EXTRACTED DATA: Begin

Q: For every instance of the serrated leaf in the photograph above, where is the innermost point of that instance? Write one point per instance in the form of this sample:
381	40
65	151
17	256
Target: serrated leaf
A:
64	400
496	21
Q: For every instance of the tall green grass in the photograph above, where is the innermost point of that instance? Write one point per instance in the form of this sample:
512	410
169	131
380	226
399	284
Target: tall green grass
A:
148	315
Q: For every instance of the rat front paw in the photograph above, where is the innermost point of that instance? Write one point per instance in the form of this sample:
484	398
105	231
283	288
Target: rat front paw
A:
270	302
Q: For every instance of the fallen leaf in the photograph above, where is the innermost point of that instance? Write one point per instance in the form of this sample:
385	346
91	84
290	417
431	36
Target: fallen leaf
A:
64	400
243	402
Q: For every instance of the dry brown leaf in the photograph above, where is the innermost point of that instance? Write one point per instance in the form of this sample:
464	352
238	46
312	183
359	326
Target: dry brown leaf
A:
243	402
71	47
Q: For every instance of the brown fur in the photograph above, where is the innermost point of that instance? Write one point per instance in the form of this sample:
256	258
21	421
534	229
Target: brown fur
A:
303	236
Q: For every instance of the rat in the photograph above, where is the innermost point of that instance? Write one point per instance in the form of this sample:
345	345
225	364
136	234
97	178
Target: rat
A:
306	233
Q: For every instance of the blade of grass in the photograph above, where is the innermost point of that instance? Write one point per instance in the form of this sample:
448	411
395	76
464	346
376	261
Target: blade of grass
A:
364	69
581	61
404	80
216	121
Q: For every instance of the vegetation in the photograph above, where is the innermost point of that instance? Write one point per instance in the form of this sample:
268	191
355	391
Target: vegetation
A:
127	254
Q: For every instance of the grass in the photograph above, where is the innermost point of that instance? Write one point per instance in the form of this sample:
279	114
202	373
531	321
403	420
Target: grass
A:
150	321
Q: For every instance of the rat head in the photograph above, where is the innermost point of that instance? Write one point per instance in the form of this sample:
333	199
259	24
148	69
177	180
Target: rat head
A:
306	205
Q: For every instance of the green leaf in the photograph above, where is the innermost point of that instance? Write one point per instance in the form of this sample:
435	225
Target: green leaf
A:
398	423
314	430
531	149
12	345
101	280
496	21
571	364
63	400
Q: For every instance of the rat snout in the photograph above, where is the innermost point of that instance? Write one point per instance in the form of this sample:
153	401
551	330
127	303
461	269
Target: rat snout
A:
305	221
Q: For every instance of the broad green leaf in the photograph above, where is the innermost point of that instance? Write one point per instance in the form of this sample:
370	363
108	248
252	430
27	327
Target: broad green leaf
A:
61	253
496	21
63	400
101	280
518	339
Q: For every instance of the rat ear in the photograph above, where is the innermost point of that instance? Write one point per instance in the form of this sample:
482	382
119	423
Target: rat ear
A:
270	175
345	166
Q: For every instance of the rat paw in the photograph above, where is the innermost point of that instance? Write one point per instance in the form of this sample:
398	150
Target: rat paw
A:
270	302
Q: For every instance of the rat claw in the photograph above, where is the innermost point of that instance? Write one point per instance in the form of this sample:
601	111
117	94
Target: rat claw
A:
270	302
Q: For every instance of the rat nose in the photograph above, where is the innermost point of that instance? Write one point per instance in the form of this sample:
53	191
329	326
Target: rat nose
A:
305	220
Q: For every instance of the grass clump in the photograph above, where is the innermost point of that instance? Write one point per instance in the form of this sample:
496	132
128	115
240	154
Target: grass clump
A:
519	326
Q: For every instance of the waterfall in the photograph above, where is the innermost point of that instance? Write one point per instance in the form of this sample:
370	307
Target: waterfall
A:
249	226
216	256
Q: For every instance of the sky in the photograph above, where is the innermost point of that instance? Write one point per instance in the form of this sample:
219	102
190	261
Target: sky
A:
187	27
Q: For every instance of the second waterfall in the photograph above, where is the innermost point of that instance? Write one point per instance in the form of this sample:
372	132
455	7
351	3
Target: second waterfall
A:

EXTRACTED DATA: End

Copy out all the entries exactly once more.

**EXPECTED ANSWER**:
Q: For every instance of the serrated leaf in the photograph above, where is the innermost point of that instance? Write one point per instance in the form of this sample:
381	40
65	151
17	256
Target: serrated leaf
A:
64	400
496	21
Q: For every instance of the tall green grass in the photograph above, where is the innermost point of that instance? Write one point per instance in the form of this sample:
512	410
169	131
380	226
399	284
Target: tall green grass
A:
148	315
Q: For every instance of the rat front paw in the photograph above, where is the innermost point of that instance? Write one point per instance in the form of this sample:
484	398
105	231
283	288
Target: rat front paw
A:
270	302
Q: For every instance of the fallen leaf in the photograph above, where is the innermost point of that instance? Write one point per instance in the form of this sample:
385	346
91	84
290	417
431	36
Target: fallen leaf
A:
64	400
243	402
Q: For every instance of the dry brown leaf in the photograph above, where is the innermost point of that instance? Write one point per instance in the form of this sample:
464	352
238	46
312	183
359	326
Target: dry brown leaf
A:
243	402
71	47
Q: For every instance of the brown fur in the photograph above, where is the innermost point of that instance? Write one point per instance in the form of this sample:
256	258
21	421
534	229
Target: brown fur
A:
303	236
Q: For every instance of the rat in the photograph above, where is the innermost point of that instance? Write one point per instance in the form of this sample:
345	345
225	364
136	234
97	178
Target: rat
A:
306	233
Q: For every instance of the blade of grass in the photograph above, where is the innermost point of that instance? Write one point per instance in the form of this sample:
448	411
395	76
464	346
376	261
Target: blade of grass
A:
364	69
581	61
404	80
216	121
Q: For every instance of the vegetation in the photograph above, where is the innermost point of that instance? Write one point per instance in the form of this sample:
268	191
355	391
Target: vegetation
A:
127	254
Q: For every instance of the grass in the photograph above, where is the innermost point of that instance? Write one point per instance in the form of this sample:
279	114
202	373
531	321
403	420
Target: grass
A:
150	321
Q: For every instance of the rat head in the photograph above, where is the innermost point of that instance? Write one point per instance in the form of this sample:
333	199
259	24
148	69
177	180
Target: rat head
A:
306	205
Q: For every instance of the green leaf in the photograph above, where is the innermost point of that instance? Write one point per instance in the form of this sample:
435	225
Target: green leaf
A:
398	423
314	430
531	149
12	345
101	280
496	21
571	364
63	400
Q: For every instance of the rat snout in the photograph above, where is the innermost point of that instance? Write one point per instance in the form of this sample:
153	401
551	330
127	303
461	269
Target: rat snout
A:
305	221
Q: For every instance of the broad green leaf in the photograph above, where is the innermost point of that instance? Write one point per instance in the form of this sample:
370	363
108	248
252	430
27	327
Target: broad green leaf
A:
61	253
496	21
63	400
101	280
518	339
Q: For every instance of the rat ear in the photograph above, where is the innermost point of that instance? Write one point per instance in the form of this sample:
482	382
119	423
Target: rat ear
A:
270	175
345	166
Q: For every instance of the rat paw in the photograph above, where is the innermost point of that instance? Write one point per instance in the form of this sample:
398	150
Target: rat paw
A:
270	302
Q: For every instance of the rat claw in the photograph above, where is the innermost point of that instance? Write one point per instance in the form of this sample:
601	111
117	94
Target: rat claw
A:
270	302
Q: For every instance of the rat nose in the photograph above, where is the innermost point of that instance? Write one point per instance in the form of this sample:
53	191
329	326
Target: rat nose
A:
305	220
Q: For every instance of the grass clump in the photograph above, where is the innermost point of that instance? Write one point per instance in the form of this sample:
496	132
128	115
240	154
Target: grass clump
A:
519	326
Q: For every instance of the waterfall in the photograph above, where is the innermost point of that instance? Write one point per instance in the form of this sample:
370	307
Target: waterfall
A:
249	226
216	256
Q: For every instance of the sky in the photograph above, where is the innermost point of that instance? Write one point per instance in the form of this sample:
219	102
190	261
Target: sky
A:
187	27
Q: For every instance of the second waterfall in the photograph above, where is the innermost point of that instance? Write one point per instance in the form of this sample:
372	132
455	7
351	3
Target: second waterfall
A:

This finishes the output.